TEXT SECTION >>
Blink Restoration in Long-standing Facial Paralysis: Use of Free Neurovascular Platysma Transfer

Paul J Guelinckx
Plastic and Reconstructive Surgery. Global Open 2018, 6 (10): e1939

Background: Since 2004, microneurovascular platysma transfer has been used for dynamic eye closure in long-standing facial palsy. The idea was initially presented by Lee and Terzis in 1984 but abandoned owing to its transfer difficulty. This muscle transfer allows forceful closure and blink restoration.

Methods: This study included 24 patients operated between 2004 and 2014 for long-standing facial palsy. In the first step of the procedure, a cross-facial nerve graft was employed to transfer the motor nerve fibers from the normal side to the paralyzed side responsible for eye closure. Simultaneously, a dynamic reanimation of the mouth was conducted. After 9 months, a 4 × 9-cm platysma was transferred on its neurovascular pedicle. Revascularization was performed on the temporal vessels. Nerve coaptation between the cross-facial nerve graft and motor nerve of the platysma was also performed.

DATA >>

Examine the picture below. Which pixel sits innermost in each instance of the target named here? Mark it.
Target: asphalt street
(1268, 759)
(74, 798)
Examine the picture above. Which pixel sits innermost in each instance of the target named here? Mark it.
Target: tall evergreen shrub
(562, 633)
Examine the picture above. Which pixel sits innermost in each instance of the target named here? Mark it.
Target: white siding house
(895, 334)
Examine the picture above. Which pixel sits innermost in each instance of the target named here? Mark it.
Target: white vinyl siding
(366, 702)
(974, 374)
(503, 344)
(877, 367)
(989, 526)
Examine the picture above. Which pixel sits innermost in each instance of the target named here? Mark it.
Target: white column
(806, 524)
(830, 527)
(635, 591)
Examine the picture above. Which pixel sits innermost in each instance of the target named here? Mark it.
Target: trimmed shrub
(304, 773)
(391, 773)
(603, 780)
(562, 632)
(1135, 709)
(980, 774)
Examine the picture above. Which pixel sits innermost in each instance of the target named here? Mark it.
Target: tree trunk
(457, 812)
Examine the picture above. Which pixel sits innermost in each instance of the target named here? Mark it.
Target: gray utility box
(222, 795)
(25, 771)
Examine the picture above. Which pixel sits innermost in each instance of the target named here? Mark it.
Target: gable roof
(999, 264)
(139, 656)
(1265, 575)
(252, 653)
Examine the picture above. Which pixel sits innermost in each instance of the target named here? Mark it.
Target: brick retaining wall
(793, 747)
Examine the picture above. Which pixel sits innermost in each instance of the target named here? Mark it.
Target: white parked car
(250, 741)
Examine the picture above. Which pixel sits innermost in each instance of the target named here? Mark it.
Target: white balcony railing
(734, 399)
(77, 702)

EXERCISE 1 >>
Name every person mentioned in the abstract on platysma transfer, including its author line.
EXERCISE 2 >>
In the abstract on platysma transfer, how long after the first step was the platysma transferred?
The entries play no role in this work.

TASK SOLUTION 1 >>
Paul J Guelinckx, Lee, Terzis

TASK SOLUTION 2 >>
After 9 months.